Problem requirements -
Rewrite the records below with every "frog's" changed to "toad's" and nothing else altered.

━━━ Input material

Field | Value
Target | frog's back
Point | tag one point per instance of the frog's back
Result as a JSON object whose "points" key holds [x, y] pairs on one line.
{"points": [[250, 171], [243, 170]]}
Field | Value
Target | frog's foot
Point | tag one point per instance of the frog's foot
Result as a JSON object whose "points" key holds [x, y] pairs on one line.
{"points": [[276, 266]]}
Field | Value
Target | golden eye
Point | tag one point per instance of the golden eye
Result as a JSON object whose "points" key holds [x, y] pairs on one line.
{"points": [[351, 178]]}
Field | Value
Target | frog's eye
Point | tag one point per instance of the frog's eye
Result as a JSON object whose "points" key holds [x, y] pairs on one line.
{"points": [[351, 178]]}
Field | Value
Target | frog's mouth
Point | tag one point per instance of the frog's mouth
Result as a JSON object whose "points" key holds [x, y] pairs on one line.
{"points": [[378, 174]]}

━━━━━━

Answer to this task -
Field | Value
Target | toad's back
Point | tag one point per instance of the toad's back
Result as a JSON object whose "points" key holds [x, y] pairs on one line.
{"points": [[250, 171], [243, 170]]}
Field | Value
Target | toad's foot
Point | tag one point per instance of the toad's foot
Result as a JSON object whose "points" key holds [x, y] pairs on one line.
{"points": [[276, 266]]}
Field | Value
Target | golden eye
Point | tag one point per instance of the golden eye
Result as a JSON object whose "points" key holds [x, y] pairs on one line.
{"points": [[351, 178]]}
Field | Value
Target | toad's eye
Point | tag one point per instance of the toad's eye
Result as a JSON object whose "points" key holds [x, y] pairs on one line.
{"points": [[351, 178]]}
Field | Value
Target | toad's mouth
Point | tag one point per instance of the toad's mouth
Result as a JSON object whose "points" key holds [x, y] pairs on one line.
{"points": [[378, 174]]}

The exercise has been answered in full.